| WHAT THE TASK REQUIRES |
Can you collect every line of the data below that contains the string "white" and copy each of those lines out in full?

| STORED RECORDS |
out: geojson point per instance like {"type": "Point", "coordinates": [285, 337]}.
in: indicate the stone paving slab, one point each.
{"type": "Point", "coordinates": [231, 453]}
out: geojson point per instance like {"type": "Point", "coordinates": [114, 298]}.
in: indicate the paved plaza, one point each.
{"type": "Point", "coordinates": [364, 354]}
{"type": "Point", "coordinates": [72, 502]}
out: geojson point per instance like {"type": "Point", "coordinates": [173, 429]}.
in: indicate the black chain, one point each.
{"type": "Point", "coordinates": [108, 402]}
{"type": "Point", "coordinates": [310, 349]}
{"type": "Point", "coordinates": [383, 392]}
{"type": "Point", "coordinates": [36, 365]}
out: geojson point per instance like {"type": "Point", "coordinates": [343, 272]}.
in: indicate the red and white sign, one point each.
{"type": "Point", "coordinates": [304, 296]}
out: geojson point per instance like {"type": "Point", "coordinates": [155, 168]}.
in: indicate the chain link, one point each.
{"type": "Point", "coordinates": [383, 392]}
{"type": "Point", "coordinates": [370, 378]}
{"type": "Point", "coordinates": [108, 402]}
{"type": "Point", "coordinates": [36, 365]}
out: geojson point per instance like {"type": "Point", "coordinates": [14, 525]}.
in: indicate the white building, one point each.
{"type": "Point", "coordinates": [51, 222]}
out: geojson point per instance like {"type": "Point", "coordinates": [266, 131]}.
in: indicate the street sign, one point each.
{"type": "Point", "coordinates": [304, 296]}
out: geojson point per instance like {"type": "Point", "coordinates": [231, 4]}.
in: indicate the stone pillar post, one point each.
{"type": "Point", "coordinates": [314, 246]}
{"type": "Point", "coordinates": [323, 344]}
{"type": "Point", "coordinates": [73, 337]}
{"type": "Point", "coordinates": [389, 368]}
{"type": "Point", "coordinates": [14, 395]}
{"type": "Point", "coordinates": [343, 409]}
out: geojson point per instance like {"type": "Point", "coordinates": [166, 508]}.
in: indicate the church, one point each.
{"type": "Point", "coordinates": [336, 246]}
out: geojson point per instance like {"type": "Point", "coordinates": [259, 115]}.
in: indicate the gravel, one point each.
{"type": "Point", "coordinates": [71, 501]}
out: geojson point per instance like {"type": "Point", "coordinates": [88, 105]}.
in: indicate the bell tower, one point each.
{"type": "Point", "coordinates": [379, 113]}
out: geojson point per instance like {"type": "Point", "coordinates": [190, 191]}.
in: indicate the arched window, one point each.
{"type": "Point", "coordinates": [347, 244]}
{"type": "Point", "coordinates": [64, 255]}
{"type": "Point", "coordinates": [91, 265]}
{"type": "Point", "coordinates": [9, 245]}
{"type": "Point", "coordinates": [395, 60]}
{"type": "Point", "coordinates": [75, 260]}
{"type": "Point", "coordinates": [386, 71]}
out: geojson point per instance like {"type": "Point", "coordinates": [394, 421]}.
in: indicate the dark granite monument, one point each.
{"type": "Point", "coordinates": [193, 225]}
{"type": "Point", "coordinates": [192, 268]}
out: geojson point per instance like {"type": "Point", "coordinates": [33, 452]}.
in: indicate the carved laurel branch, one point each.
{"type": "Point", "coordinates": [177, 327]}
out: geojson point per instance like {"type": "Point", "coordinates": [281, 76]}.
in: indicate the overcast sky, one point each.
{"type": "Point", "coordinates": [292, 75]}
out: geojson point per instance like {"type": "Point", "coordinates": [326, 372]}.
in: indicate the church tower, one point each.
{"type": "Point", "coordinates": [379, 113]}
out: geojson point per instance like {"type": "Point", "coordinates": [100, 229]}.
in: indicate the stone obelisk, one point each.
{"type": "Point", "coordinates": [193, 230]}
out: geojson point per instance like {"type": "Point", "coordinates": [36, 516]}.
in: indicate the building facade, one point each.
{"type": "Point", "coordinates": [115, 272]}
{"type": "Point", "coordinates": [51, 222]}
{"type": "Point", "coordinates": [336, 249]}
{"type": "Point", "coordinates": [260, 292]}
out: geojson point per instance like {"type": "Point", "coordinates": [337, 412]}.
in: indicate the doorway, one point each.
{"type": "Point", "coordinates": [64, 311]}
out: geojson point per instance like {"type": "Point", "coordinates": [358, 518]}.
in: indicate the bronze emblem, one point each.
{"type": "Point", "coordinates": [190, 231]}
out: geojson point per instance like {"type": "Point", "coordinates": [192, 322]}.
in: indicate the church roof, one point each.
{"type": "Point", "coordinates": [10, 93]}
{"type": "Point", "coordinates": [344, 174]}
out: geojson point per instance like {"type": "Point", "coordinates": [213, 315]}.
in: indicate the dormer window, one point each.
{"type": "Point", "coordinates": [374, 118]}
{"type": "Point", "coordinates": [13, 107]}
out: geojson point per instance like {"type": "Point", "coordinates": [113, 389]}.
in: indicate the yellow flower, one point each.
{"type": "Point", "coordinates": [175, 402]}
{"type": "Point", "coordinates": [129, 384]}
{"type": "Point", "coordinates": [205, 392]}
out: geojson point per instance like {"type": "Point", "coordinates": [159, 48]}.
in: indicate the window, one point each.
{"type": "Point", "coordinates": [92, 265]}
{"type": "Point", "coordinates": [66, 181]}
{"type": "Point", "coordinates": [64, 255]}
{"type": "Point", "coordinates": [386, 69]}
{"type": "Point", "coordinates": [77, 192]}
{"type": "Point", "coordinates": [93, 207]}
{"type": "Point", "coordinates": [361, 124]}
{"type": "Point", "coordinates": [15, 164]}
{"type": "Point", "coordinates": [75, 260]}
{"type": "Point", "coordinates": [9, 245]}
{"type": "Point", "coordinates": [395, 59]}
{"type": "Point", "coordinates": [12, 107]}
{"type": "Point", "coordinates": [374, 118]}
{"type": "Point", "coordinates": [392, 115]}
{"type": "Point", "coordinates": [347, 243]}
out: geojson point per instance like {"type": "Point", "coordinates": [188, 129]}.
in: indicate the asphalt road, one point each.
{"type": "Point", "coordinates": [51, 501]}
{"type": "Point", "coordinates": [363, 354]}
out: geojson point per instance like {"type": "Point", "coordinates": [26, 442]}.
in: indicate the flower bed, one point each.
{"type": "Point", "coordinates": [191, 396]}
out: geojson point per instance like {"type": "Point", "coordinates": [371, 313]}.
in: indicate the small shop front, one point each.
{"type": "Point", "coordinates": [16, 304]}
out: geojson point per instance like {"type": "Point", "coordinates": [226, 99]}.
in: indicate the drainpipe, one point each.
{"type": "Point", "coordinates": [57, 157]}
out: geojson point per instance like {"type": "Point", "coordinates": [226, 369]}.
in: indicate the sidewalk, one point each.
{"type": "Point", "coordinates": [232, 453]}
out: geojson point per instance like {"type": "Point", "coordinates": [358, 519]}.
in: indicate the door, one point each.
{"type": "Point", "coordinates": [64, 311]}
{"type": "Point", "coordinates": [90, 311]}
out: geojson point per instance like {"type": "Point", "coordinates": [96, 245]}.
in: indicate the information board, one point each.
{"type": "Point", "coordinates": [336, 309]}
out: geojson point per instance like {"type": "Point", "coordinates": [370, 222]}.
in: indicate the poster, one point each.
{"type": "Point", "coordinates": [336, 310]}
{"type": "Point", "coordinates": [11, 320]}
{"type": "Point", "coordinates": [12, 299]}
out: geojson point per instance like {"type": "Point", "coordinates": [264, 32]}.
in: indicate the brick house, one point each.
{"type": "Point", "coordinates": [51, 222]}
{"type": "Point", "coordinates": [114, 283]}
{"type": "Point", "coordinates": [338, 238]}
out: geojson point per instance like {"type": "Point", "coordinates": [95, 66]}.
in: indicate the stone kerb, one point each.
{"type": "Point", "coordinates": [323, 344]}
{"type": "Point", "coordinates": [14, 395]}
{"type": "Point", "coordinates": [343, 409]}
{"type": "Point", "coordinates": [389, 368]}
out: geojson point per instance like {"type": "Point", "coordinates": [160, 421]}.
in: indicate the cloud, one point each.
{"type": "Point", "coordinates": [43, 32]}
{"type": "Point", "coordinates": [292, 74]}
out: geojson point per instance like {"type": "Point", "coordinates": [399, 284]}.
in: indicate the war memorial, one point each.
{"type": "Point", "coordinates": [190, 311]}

| EXERCISE SOLUTION |
in: indicate the red and white sign, one point each.
in: indicate the white building, one point each.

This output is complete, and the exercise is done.